练习目的: 把下面这份清单从头到尾照原样再写一遍，一行也别漏，图片不用放进去。

[原始记录]

────────

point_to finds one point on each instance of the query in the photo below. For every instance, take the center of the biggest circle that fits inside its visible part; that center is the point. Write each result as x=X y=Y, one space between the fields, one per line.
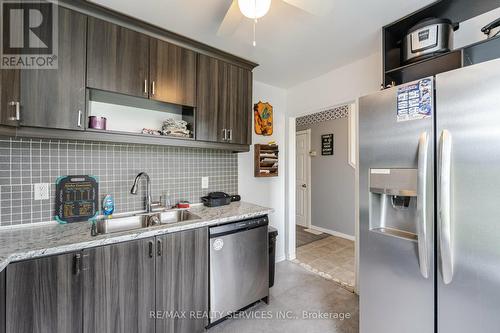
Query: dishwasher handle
x=239 y=226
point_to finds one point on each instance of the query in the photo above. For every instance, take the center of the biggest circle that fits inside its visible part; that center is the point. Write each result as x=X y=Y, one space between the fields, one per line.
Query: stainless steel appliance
x=428 y=38
x=429 y=222
x=239 y=266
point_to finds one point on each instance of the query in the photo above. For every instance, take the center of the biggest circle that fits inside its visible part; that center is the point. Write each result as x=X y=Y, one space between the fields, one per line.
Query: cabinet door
x=239 y=93
x=55 y=98
x=44 y=295
x=117 y=59
x=2 y=301
x=207 y=111
x=9 y=96
x=172 y=73
x=182 y=281
x=119 y=288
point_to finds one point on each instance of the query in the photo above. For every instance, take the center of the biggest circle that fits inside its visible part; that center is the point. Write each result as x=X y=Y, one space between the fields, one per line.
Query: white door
x=302 y=178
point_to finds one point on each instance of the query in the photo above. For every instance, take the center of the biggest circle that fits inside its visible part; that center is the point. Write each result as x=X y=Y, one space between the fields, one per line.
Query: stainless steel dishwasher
x=239 y=266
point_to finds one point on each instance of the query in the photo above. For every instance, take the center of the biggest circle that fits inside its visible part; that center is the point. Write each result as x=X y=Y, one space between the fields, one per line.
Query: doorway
x=325 y=187
x=303 y=178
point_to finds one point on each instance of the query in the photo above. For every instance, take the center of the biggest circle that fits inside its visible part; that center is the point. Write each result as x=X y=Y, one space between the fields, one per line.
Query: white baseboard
x=281 y=258
x=333 y=233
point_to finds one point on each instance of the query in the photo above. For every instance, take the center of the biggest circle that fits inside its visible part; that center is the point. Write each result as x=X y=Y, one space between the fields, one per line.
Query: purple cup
x=97 y=122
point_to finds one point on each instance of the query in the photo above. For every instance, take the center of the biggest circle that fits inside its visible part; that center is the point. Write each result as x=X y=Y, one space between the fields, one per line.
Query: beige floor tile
x=332 y=256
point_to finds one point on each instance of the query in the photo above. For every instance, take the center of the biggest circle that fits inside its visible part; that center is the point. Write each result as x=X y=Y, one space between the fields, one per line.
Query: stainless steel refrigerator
x=430 y=205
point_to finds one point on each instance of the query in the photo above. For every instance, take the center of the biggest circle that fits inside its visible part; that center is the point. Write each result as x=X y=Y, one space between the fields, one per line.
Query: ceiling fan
x=255 y=9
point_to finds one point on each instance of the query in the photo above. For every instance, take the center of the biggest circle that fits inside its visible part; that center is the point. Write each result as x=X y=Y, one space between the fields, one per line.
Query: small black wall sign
x=327 y=144
x=76 y=198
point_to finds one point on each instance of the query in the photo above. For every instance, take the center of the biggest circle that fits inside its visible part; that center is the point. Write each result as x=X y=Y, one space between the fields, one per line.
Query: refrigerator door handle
x=423 y=244
x=445 y=237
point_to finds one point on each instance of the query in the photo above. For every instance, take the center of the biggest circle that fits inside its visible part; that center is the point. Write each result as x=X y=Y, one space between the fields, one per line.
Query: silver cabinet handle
x=445 y=233
x=17 y=115
x=423 y=241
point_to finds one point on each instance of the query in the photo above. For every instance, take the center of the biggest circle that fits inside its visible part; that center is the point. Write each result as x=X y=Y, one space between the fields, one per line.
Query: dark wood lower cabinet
x=150 y=285
x=182 y=281
x=44 y=295
x=119 y=288
x=2 y=301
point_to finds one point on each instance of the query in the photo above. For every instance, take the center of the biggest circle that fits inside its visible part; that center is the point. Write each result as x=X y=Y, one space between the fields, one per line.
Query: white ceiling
x=292 y=45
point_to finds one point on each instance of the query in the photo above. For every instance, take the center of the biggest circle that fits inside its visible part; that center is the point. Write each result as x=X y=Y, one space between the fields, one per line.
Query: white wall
x=340 y=86
x=269 y=192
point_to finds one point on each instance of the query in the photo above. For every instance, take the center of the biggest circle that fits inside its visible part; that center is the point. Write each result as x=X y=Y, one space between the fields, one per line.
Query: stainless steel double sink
x=144 y=220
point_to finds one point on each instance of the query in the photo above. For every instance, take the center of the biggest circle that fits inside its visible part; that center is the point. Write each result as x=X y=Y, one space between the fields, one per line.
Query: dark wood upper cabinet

────────

练习答复:
point_to finds one point on each instance of the query in the photo below. For every instance, take the center of the biggest circle that fits inside its visible part; that center is the point. Write each result as x=X y=Y, one space between the fields, one per line.
Query: dishwasher handle
x=239 y=226
point_to finds one point on each instance of the query in the photo above. For every instance, take the center of the biggest circle that fits inside its visible part; that center is the point. Write each result as x=X y=Y, one space between the fields, one per line.
Query: stainless steel appliance
x=428 y=38
x=429 y=222
x=239 y=266
point_to finds one point on each instance of the query in the photo above. For every instance, take the center of the biggest circle that fits inside its visible part; that center is the point. Write each result as x=X y=Y, one space between the fields, one per line.
Query: cabinet door
x=239 y=93
x=55 y=98
x=44 y=295
x=117 y=59
x=2 y=301
x=207 y=111
x=9 y=96
x=172 y=73
x=182 y=281
x=119 y=288
point_to finds one point on each instance of the query in the photo above. For every instance, take the center of the biggest circle that fits inside its visible part; that center is the point. Write each result as x=X y=Y, one space between the fields, one per line.
Query: white door
x=302 y=178
point_to finds one point on each instance of the query in the photo above. For every instance, take the center of the biggest circle that fits inside its visible part; that center is the point. Write each result as x=X y=Y, one space between the fields, one per line.
Query: stainless steel dishwasher
x=239 y=266
point_to finds one point on each instance of the query in the photo above. For every instance, take the center of the biggest circle that fits inside its visible part; that center is the point. Write each result as x=X y=Y, one space between the fields, one per line.
Query: doorway
x=325 y=187
x=303 y=178
point_to finds one point on each instance of the query in the photo above. For every instance, take the center of the biggest circle that fits inside its visible part; that center is the point. Write each result as x=X y=Y, one space between the fields, one per line.
Query: white baseboard
x=281 y=258
x=333 y=233
point_to finds one point on each instance of the query in the photo above. For every instance, take the center of the biggest circle that fits inside its visible part; that center is the point. Write each result as x=X y=Y, one space between the fields, one per line.
Query: purple cup
x=97 y=122
point_to finds one point on each instance of the query in the photo above. For every instance, take the center of the biggest circle that fits inside its visible part; that center is the point. Write each result as x=X y=Y, one space between the fields, one per line.
Query: beige floor tile
x=332 y=256
point_to finds one point on each instance of the query in the photo above. For every instance, take the center of the biggest circle that fits inside its visible part; that center is the point. Write each result as x=X y=Y, one space between the fields, one per line.
Query: stainless steel refrigerator
x=430 y=205
point_to finds one point on each instance of the query in the photo above. For every instance, take the center of the biggest circle that fits inside its visible part; that center is the point. Write each result as x=X y=Y, one space between the fields, one per line.
Query: ceiling fan
x=255 y=9
point_to finds one point on each instance of the query in the photo above. For every instance, take the center of the biggest circle that fits inside its visible part; that center is the point. Write each result as x=X y=Y, one space between the fields, one per line.
Query: small black wall sign
x=327 y=144
x=76 y=198
point_to finds one point on each instance of the query in the photo above. For every instance, take the center of the biggest circle that fits inside its visible part; that center is the point. Write each result as x=X y=Y, one space between the fields, one per line.
Query: refrigerator door handle
x=423 y=244
x=445 y=237
point_to finds one point on each instance of the query in the photo above. For every instance, take the center of the biggest circle that fits inside its visible part; that center is the point. Write each result as x=X y=Y, one space between the fields, one per line.
Query: silver cabinet handle
x=445 y=233
x=17 y=115
x=423 y=241
point_to finds one point on each instance of the query in the photo above. For every instance, take the center of the biggest circle that fits inside its visible part; that center is the point. Write each result as x=X y=Y, one space between the fields, one per line.
Query: dark wood lower cabinet
x=150 y=285
x=182 y=281
x=44 y=295
x=119 y=288
x=2 y=301
point_to finds one point on each instance of the query in the photo above. For every instance, take the center of the biggest circle that fits inside its visible part; that center is the point. Write each result as x=X y=Y, one space between the fields, one per line.
Query: white ceiling
x=292 y=45
point_to finds one point on each instance of the query in the photo above. For every instance, take the center of the biggest circle that fits inside its visible part; that center is the point. Write each result as x=X y=Y, one space between the fields, one per line.
Query: white wall
x=340 y=86
x=269 y=192
point_to finds one point on each instance of the query in the photo above. For every instance, take the center of the biggest circle that fits inside its visible part; that center is the point. Write each result as x=X y=Y, one space between the fields, one per line.
Query: stainless steel double sink
x=144 y=220
point_to finds one point on each instance of the query in the photo above. For every instance, take the center of the biggest circle that fits inside its visible part; that center is the point. Write each result as x=X y=Y, one space between the fields, one per line.
Query: dark wood upper cabinet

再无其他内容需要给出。